### Task requirements
- a) According to the text on tourism in Iceland, how large are the country's pension fund assets relative to its GDP?
- b) Pick up the text on tourism in Iceland where it stops, and continue it from its final sentence.

### Extracted text
On a summer afternoon at Iceland’s Skogafoss waterfall, the path to the viewpoint can feel more like a waiting room than a hike. Visitors wait their turn for photos, tour buses idle nearby and the sheer volume of people is hard to ignore.
Scenes like this have become a familiar part of travel in Iceland, where visitor numbers surged from fewer than 500,000 a year before 2010 to well over two million today.

A 100% how I think about it, too... give the plebs and the masses level-1, leave the goodies for the rest of us:

The classic short Iceland trip still works: Reykjavik, the Golden Circle, the Blue Lagoon or another geothermal spa, and a south coast day trip. For first-time visitors, that itinerary offers a powerful introduction, but it is also the most crowded version of Iceland.

Brought up considerations of (over?)tourismBrought up considerations of (over?)tourism

On the one hand, these stunning natural landscapes belong to everyone and nobody. I'm as much a foreigner to these lands (well, maybe slightly less) than the camera-wielding bus tours shuttled there on a day tour. And backtrack a little over a thousand years, no human was here. So it's kind of our metaphysical responsibility in life to make them accessible to others.

Plus, these people bring the dough. Iceland's economy (and the livelihood on which its people live good lives) is, largely speaking, aluminum smelting plus fishery plus tourism.

As an econ aside: of those, there's heavy political opposition to (more) smelters, so that's a stagnant industry, and the fishery is strictly capped via politically imposed quota system so there's no growth there. No wonder, basically, that all this hedge-fund of a country (pension fund assets are about 2x GDP, compared to Norway's gigantum Oljefond at 4x GDP) has done is blow up their housing market... and bring a bunch of rich tourists to see wonderful waterfalls.

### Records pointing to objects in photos

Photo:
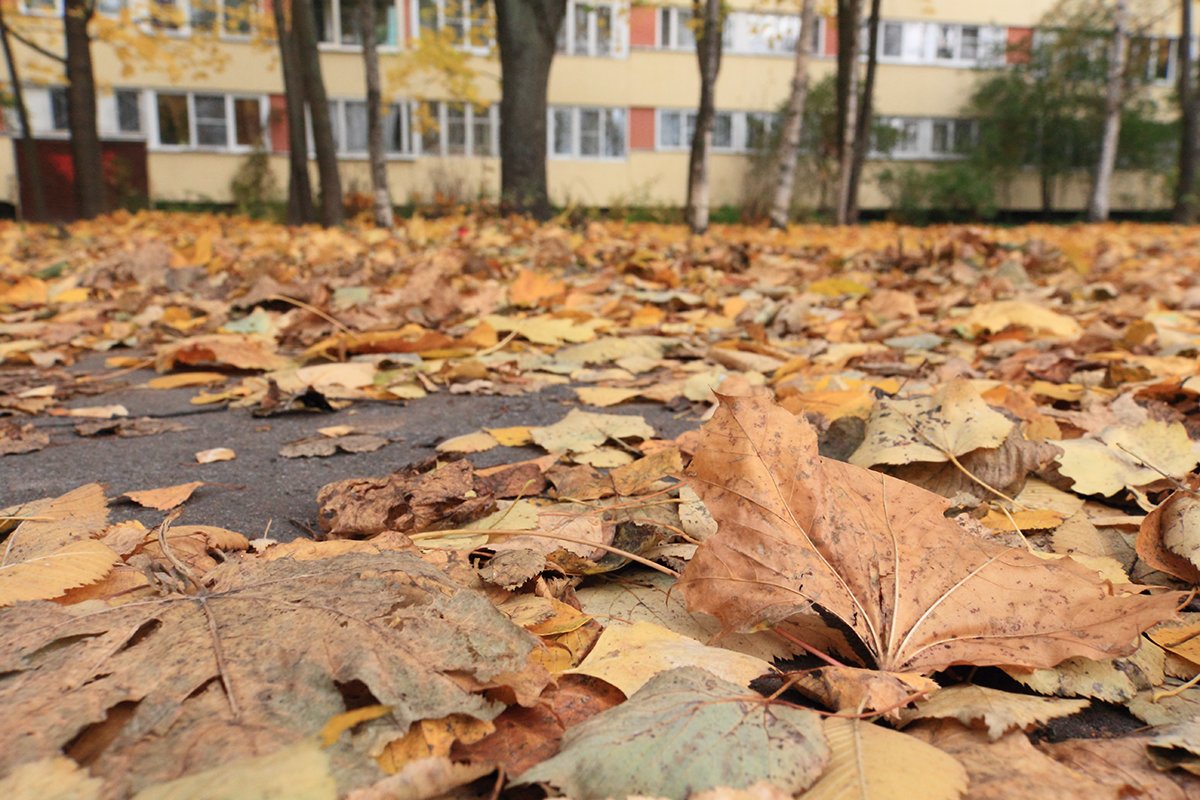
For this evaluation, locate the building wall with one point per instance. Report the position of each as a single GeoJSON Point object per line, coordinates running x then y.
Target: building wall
{"type": "Point", "coordinates": [640, 83]}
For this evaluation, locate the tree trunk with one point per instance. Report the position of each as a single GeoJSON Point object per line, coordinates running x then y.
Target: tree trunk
{"type": "Point", "coordinates": [789, 151]}
{"type": "Point", "coordinates": [376, 154]}
{"type": "Point", "coordinates": [304, 30]}
{"type": "Point", "coordinates": [865, 110]}
{"type": "Point", "coordinates": [85, 154]}
{"type": "Point", "coordinates": [708, 53]}
{"type": "Point", "coordinates": [1189, 124]}
{"type": "Point", "coordinates": [33, 167]}
{"type": "Point", "coordinates": [526, 31]}
{"type": "Point", "coordinates": [850, 12]}
{"type": "Point", "coordinates": [1098, 204]}
{"type": "Point", "coordinates": [300, 209]}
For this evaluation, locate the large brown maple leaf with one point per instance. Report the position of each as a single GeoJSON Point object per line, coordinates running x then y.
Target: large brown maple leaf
{"type": "Point", "coordinates": [869, 566]}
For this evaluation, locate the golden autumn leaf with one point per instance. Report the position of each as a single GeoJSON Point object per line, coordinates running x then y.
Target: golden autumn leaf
{"type": "Point", "coordinates": [870, 567]}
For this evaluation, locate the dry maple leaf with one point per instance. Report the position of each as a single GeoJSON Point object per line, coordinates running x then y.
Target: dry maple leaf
{"type": "Point", "coordinates": [869, 565]}
{"type": "Point", "coordinates": [249, 665]}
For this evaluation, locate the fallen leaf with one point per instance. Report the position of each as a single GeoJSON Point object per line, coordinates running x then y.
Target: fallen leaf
{"type": "Point", "coordinates": [871, 763]}
{"type": "Point", "coordinates": [333, 621]}
{"type": "Point", "coordinates": [48, 576]}
{"type": "Point", "coordinates": [166, 498]}
{"type": "Point", "coordinates": [1169, 536]}
{"type": "Point", "coordinates": [51, 779]}
{"type": "Point", "coordinates": [711, 732]}
{"type": "Point", "coordinates": [995, 317]}
{"type": "Point", "coordinates": [997, 711]}
{"type": "Point", "coordinates": [1008, 768]}
{"type": "Point", "coordinates": [952, 421]}
{"type": "Point", "coordinates": [471, 443]}
{"type": "Point", "coordinates": [215, 455]}
{"type": "Point", "coordinates": [628, 656]}
{"type": "Point", "coordinates": [799, 534]}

### Answers to the problems
- a) About twice its GDP.

- b)
On the other hand, it's fucking annoying to tread between camera-wielding Asians (sorry) or noisy Americans (def not sorry) just to take in the breathtaking views of some of our falls. Nobody comes here with enough reverence or respect... so what's a devotee supposed to do?!

For years, that growth was not just welcomed, but actively encouraged. Tourism helped drive Iceland’s economic recovery after the 2008 financial crisis and quickly became one of the country’s most important industries. But as the crowds grew, so did the pressure.
Now, while Iceland’s tourism boom shows little sign of disappearing, the country is shifting its approach. The focus is no longer on attracting ever greater numbers of visitors, but on managing where they go, how they travel and the impact they leave behind.

The visitor counts have plateaued -- reasonable, given how expensive it is and all the influencers and their hang-abouts have already been -- but still remain in the millions (about 6x the country population, spread out across the year but heavily in the mild-ish summer months).

The most visible change is practical rather than philosophical. Popular natural attractions increasingly rely on improved parking, marked paths, safety infrastructure and visitor flow management.

For a while there, we saw heavier emphasis on rich-af, exclusive, luxury-type tourism: that's fewer people and less crowds but in total about the same money... _Ca-ching!_

OK; sure:

The lesson here is not to avoid Iceland. It is to plan with flexibility. The best Iceland trip today is not necessarily the one that covers the most ground or collects the most famous photos. It is the one that respects distance, weather, local communities and the fragile nature of the places being visited. Its tourism boom is not over, but the era of treating Iceland as a quick, easy checklist to complete should be.

also, wth... editors AI-generated a waterfall?? (The caption suggests it's Skógafoss; it's not.)

Maybe you can just sell people an AI Iceland experience, without them ever leaving the airport.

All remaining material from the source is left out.